**TEXTO EXIBIDO:**
Tradição e espiritualidade impulsionam busca por banhos com ervas no fim de ano

Uso de plantas em rituais e cuidados pessoais cresce no Rio; especialistas alertam para consumo consciente e riscos de intoxicação

Com o fim de ano, a procura por ervas para banhos energéticos e espirituais cresce no Rio de Janeiro, movimentando feiras e pontos de venda de Norte a Sul da cidade. Em meio ao aroma das plantas e ao saber ancestral dos erveiros, o uso das folhas vai além da tradição religiosa, ganhando espaço como forma de bem-estar e conexão espiritual.

Na Rua da Carioca, no centro da capital fluminense, o erveiro José Adaílton de Souza Ferreira expõe ramos de macassá, levante, manjericão, arruda, alfazema, alecrim e sálvia, ervas populares para banhos de “descarrego”, contra energias negativas. “Tem gente que chega carregada, toma um banho de abre-caminho e melhora muito”, relata.

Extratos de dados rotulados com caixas
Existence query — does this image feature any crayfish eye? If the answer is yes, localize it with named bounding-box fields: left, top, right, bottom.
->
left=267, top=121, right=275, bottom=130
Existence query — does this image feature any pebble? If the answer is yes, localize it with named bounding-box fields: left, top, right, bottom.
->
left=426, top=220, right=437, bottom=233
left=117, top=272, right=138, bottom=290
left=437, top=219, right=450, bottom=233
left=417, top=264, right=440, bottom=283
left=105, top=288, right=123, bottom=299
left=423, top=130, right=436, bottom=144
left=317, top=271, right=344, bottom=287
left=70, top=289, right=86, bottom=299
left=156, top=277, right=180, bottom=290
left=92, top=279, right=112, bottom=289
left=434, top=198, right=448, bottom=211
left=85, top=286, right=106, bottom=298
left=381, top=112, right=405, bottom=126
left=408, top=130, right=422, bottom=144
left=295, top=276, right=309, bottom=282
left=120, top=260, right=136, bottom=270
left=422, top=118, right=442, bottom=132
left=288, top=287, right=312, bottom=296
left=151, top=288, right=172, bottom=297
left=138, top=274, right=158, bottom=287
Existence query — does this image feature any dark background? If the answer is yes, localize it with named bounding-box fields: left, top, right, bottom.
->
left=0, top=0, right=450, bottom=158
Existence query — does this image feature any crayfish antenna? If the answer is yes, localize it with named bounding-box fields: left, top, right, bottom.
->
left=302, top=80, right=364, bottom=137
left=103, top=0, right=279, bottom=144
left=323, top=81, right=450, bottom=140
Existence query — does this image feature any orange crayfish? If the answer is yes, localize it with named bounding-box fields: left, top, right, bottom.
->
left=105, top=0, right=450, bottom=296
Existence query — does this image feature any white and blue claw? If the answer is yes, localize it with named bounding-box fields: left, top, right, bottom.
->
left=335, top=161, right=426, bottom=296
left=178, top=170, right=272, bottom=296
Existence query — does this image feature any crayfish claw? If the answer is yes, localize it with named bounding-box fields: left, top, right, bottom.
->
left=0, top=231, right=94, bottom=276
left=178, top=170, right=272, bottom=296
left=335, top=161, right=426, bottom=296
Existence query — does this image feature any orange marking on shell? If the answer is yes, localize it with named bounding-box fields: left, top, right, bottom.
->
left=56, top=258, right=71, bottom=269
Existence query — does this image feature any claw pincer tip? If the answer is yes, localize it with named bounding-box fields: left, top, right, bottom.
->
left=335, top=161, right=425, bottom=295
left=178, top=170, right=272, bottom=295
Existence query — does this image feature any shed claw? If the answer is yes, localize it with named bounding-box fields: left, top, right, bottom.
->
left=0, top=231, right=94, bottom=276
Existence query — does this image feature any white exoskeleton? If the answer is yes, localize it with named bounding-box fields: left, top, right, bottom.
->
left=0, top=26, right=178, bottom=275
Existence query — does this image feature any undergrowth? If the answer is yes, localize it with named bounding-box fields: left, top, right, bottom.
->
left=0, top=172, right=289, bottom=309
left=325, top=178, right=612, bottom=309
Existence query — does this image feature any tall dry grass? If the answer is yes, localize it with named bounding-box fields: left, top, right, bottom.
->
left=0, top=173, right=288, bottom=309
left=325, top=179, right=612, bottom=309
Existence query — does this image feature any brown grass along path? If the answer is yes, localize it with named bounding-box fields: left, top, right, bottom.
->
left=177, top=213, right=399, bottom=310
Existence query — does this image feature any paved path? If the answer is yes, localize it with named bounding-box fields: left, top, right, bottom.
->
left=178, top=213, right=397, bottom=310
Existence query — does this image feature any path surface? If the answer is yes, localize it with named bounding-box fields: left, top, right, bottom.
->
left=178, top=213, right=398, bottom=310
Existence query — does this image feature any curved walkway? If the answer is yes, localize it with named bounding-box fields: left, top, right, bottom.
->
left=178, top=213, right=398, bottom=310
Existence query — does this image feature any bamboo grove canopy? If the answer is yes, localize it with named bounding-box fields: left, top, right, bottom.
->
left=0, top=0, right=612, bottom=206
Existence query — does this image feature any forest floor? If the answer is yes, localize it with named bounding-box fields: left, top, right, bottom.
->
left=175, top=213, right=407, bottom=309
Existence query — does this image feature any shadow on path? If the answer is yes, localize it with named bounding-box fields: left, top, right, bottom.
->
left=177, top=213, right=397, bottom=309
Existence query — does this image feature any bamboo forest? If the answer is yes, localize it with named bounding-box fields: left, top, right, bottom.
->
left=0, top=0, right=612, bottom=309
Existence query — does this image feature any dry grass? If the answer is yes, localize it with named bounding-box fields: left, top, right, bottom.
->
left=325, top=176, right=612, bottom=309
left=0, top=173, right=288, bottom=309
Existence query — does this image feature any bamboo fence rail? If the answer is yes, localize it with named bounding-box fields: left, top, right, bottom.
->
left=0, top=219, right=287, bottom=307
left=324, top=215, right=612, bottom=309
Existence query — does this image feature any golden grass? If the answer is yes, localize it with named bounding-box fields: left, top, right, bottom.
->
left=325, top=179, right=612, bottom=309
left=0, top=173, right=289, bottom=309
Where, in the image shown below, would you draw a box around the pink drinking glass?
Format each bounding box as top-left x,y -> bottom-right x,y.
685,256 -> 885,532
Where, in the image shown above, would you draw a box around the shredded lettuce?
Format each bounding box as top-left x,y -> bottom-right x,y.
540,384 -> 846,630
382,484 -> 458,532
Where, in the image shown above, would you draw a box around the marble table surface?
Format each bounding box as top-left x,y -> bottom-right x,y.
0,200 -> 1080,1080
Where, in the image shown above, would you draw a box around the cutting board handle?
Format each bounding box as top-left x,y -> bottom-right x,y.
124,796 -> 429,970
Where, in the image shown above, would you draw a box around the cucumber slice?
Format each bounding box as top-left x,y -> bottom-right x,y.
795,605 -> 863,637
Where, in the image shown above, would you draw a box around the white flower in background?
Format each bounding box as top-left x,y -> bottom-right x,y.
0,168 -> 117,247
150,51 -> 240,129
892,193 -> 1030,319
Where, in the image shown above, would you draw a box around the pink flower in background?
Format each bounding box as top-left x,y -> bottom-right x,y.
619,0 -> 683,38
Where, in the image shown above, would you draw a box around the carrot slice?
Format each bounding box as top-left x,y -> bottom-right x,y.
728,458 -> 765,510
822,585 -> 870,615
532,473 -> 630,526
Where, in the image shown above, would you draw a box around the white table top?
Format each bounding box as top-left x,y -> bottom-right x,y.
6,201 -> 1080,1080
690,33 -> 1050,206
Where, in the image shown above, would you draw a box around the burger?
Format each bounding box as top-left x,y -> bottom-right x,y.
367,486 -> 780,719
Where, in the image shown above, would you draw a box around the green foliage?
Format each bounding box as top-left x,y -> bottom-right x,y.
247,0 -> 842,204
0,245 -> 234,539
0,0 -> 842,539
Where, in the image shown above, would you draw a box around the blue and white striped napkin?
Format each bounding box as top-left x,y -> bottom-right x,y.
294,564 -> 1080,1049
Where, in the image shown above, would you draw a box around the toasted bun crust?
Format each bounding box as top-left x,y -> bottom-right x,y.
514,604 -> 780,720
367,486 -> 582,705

**OBJETIVO:**
Informe, com base no texto sobre banhos com ervas no fim de ano, em que rua o erveiro José Adaílton de Souza Ferreira expõe seus ramos.

**SOLUÇÃO DO EXERCÍCIO:**
Na Rua da Carioca, no centro da capital fluminense.